## OBJECTIVE
Resume the forum thread about the porcupine puffer, picking up after its final post and keeping the same conversational style.

== READING TEXT

# Diodon holocanthus (porcupine puffer)



## CoolD (Apr 16, 2003)

hey i just saw this puffer and i had to get him. unfortunately most of the time when i am at the store i get excited and buy first, and think later. The guy at the store warned me that he eats crustaceons and i asked him if he would be okay with my horseshoe crab (not a crustasceon i dont think), he said that the puffer shouldnt bug the horshoe.

The puffer is about 4 inches and the horseshoe is about 3 inches 
i am just wondering if my horseshoe will be alright. they seem to be good together so far but i read that puffers do all their hunting at night so i have no idea whats going on while i am sleeping.

also i have a naso tang and a tomato clown in the tank the same size as the puffer, that shouldnt be a problem right?


----------



## CoolD (Apr 16, 2003)

by the way here is a pic of this little guy. ( not mine, this pic is off the net)
cool looking eh?


----------



## CoolD (Apr 16, 2003)

sorry one more thing since no one is looking at my thread









Why isnt a porcupine puffer not a "true puffer"? and i read on an old thread that "puffers dont mind a lot of light and dont care what you do as long as they are fed







" but since this fish isnt a true puffer does this apply to him aswell? just asking cause he has huge eyes and i have a lot of light in that tank for 14 hours a day


----------



## thePACK (Jan 3, 2003)

well in the long run your puffer, once he settles in, will probably take out your horsecrab...they have very powerful teeth(beak) that will crack that horseshoe in half..i feed my puffers crab legs once in awhile and they go through it like paper.so if you really care about the horsecrab move it to another tank or trade him in..the naso should be fine ..i do worry about the clown..for it size..the puffer might consider it food..so keep your eye on them and keep them well fed..

====
== DATASET ENTRIES

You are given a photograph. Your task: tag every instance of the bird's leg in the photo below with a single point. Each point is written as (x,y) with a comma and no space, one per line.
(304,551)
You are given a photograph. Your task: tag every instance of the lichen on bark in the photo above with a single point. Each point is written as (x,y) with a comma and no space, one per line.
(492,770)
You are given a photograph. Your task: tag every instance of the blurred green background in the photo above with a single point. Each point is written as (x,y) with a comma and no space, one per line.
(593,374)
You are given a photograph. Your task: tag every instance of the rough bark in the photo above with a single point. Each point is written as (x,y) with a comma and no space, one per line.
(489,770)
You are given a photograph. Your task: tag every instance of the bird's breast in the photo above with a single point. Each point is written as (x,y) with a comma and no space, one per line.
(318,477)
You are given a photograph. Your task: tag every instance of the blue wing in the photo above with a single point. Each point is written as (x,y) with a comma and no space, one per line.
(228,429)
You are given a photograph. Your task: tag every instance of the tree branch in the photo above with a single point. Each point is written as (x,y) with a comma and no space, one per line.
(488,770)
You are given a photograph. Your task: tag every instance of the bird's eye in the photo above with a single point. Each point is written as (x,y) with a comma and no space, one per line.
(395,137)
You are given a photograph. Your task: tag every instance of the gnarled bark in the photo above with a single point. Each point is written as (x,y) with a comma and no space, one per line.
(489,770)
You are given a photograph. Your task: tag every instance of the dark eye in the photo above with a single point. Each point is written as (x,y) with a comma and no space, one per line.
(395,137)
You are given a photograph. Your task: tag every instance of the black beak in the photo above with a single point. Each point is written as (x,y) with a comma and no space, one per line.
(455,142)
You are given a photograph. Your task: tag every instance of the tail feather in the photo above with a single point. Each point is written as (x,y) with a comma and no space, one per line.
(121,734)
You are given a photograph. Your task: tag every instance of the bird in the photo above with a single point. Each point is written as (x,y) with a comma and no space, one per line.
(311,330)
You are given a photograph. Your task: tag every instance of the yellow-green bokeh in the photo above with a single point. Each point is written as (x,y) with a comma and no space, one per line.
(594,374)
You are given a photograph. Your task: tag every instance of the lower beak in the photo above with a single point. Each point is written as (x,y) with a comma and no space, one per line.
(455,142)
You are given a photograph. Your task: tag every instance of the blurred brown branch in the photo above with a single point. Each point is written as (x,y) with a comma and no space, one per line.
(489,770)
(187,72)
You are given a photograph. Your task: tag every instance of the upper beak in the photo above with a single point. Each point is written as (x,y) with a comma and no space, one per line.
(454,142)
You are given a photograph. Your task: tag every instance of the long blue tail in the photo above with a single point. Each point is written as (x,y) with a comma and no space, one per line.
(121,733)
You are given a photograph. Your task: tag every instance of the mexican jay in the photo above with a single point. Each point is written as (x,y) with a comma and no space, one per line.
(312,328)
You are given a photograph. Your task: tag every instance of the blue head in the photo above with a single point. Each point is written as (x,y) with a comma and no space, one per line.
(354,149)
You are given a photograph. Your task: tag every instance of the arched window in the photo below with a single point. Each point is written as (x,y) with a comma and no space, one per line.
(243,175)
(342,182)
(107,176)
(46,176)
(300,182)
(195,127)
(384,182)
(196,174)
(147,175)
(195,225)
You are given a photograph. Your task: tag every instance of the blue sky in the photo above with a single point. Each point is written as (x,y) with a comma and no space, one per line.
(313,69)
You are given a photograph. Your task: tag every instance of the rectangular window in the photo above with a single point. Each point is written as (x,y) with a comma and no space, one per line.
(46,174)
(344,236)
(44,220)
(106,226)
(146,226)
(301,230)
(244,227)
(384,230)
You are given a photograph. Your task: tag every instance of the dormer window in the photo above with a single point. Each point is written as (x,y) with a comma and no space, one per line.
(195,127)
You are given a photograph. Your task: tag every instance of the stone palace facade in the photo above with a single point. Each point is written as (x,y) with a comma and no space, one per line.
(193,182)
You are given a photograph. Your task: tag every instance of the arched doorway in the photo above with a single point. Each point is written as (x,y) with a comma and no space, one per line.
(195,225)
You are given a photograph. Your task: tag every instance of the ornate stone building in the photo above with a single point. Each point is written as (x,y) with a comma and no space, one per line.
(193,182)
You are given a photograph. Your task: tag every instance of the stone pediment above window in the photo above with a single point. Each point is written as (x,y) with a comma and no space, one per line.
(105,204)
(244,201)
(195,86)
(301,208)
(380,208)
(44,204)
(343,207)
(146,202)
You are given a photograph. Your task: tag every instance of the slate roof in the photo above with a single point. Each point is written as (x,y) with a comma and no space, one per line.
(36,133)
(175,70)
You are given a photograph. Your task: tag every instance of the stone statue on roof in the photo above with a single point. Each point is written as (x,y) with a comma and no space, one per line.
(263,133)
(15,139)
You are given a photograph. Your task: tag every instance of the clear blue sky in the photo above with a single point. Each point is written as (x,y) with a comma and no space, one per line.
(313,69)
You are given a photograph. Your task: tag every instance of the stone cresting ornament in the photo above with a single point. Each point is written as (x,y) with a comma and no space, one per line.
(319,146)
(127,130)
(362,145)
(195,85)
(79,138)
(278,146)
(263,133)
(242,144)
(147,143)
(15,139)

====

## OUTPUT OF THE EXERCISE
----------



## Andrew (Mar 3, 2003)

I had one of those before, we named it E.T. Because if look at it head on they kind of look like E.T.

I had mine with all kinds of other fish in different sizes, and had no problems.

I fed my tank kind of heavy back then too.


----------



## CoolD (Apr 16, 2003)

thanks , first sign of trouble and i will give the horseshoe to a friend , that thing is is so comedic ( i dont think he knows where he is half the time ) it would be sad if he died.


----------



## CoolD (Apr 16, 2003)

ET lol,
yeah we thought he looked like gizmo from grimlins


----------



## TormenT (Apr 1, 2004)

i think it looks kinda like gizmo from the gremlins triligy


----------



## Jebus (Feb 29, 2004)

CoolD said:


> sorry one more thing since no one is looking at my thread
> 
> 
> 
> ...


 The porcupine puffer is not a "true" puffer because it's part of the burrfish family but are closely related to "puffers" so yea i would suggest not leaving your light on for so long.


----------



## acestro (Jul 7, 2003)

CoolD said:


> ET lol,
> yeah we thought he looked like gizmo from grimlins


 That's the name of mine, Gizmo!

Great fish, eh? Tease him with food and he'll spit water at you.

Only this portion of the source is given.